WHAT THE TASK ASKS
Since the copy must hold text only, transcribe the data below exactly and omit the images.

[Dataset entries]
>>>
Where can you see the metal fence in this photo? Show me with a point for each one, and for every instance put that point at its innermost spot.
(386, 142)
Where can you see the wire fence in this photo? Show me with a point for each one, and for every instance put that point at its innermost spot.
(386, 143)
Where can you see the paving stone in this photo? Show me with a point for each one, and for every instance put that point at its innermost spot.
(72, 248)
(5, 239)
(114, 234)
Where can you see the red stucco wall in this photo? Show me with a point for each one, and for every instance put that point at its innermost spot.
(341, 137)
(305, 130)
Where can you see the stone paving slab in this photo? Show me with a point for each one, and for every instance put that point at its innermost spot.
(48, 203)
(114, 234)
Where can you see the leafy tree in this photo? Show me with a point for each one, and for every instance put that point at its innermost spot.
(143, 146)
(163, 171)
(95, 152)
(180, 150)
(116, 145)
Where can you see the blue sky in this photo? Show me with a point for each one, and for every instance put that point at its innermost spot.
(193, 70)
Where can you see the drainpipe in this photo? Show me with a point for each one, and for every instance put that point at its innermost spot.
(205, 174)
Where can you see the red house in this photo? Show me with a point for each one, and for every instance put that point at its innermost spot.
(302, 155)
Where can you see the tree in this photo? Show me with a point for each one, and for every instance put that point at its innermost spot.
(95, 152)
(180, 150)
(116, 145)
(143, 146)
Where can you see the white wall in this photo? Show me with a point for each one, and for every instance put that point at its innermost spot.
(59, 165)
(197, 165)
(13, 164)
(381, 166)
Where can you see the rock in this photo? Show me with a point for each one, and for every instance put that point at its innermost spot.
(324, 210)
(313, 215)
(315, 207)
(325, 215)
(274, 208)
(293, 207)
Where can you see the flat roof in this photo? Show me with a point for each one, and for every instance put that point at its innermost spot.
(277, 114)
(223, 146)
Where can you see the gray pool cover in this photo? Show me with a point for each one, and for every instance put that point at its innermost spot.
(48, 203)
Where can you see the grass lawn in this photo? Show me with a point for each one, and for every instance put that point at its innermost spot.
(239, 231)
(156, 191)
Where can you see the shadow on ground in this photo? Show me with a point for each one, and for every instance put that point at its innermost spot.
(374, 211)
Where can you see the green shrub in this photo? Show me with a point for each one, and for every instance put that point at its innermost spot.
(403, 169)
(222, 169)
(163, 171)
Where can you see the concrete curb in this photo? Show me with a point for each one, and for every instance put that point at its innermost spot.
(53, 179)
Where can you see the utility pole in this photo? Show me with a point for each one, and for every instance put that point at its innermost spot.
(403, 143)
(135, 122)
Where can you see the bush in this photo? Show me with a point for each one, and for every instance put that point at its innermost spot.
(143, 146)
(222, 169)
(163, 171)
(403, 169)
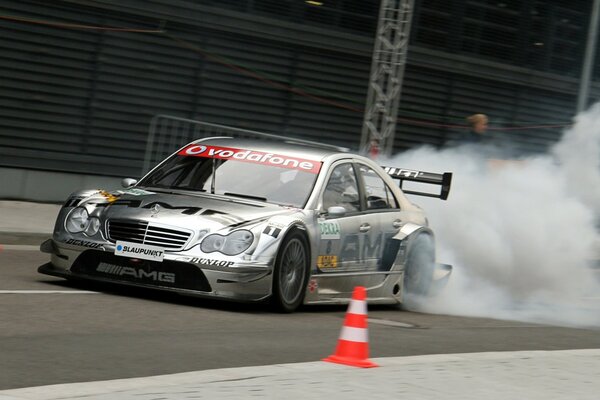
<<<
COMPLETED EXERCISE
Where can you see the metal fence in this photo? Show me with a point for each one, and for every instance put that point at its innermost spot.
(386, 142)
Where can you see the wire fence in this photo? Show me with a point for each one, and for every instance put that point at its innermost spot.
(386, 143)
Where can you see the paving stone in this photo? Show me with a point for each one, and for every instance put that point at its innermost spot.
(72, 248)
(5, 239)
(114, 234)
Where can you see the red stucco wall in this photo? Show me with a point for each one, and for every instance put that point at its innermost spot.
(341, 137)
(305, 130)
Where can you see the stone paving slab in this photo? Show me with a point for each one, and for every instance put that point at its innermost spot.
(48, 203)
(114, 234)
Where can you see the leafy tree in this photo? Show me with a point for each one, and for every instance put that point at its innermost spot.
(143, 146)
(163, 171)
(95, 152)
(180, 150)
(116, 145)
Where can you see the blue sky in this photo? Show me with a point for each one, and for every instance put that point at its innermost spot.
(193, 70)
Where can you see the drainpipe in this photo? Show me with a point for each one, and for every instance put that point at its innermost spot.
(205, 174)
Where can you see the red house in this photo? Show me with a point for each one, and for every instance put that point at its innermost spot.
(302, 155)
Where can you see the tree in this photo? Show me with a point for each one, and for every instance put that point at its innermost spot.
(95, 152)
(180, 150)
(116, 145)
(143, 146)
Where can you see the white wall in this photo? Show me with a point for each one, and for every instance put that point at its innermost spot.
(59, 165)
(197, 165)
(13, 164)
(381, 166)
Where can you see the rock in this photo? Show me with a point for each one, and for every instance put that point at its innermost spot.
(324, 210)
(313, 215)
(315, 207)
(325, 215)
(274, 208)
(293, 207)
Where can you see the flat roof in this photo? Show me with a point for each one, and for every instance put that point at its innermost spot.
(277, 114)
(223, 146)
Where can you see the gray pool cover in this photo? Show me with a point for each one, and for every instance put that point at its innermost spot.
(48, 203)
Where can you see the grass lawn in this photo? Show me with a point for each one, and for every instance put that point at its innermost spot.
(239, 231)
(156, 191)
Where can you see the shadow on ground in this photo? Show me with a point for each one, and for every instance put that point at its innermost spot.
(374, 211)
Where can you see the green shrub in this photo? Show me with a point for each one, and for every instance put that point at its innermost spot.
(403, 169)
(222, 169)
(163, 171)
Where can you see the concrete curb in this photo? Show me with a point for each one, and for every instance put that point at its innermost spot.
(53, 179)
Where can you see the utility pole in this photo? Show me with a point for each one, and for every instance put that point at its innermost spot.
(403, 143)
(135, 122)
Where can you see the bush in this photo? Show me with a point for each one, and for every instance put that point at its innermost spot.
(143, 146)
(222, 169)
(163, 171)
(403, 169)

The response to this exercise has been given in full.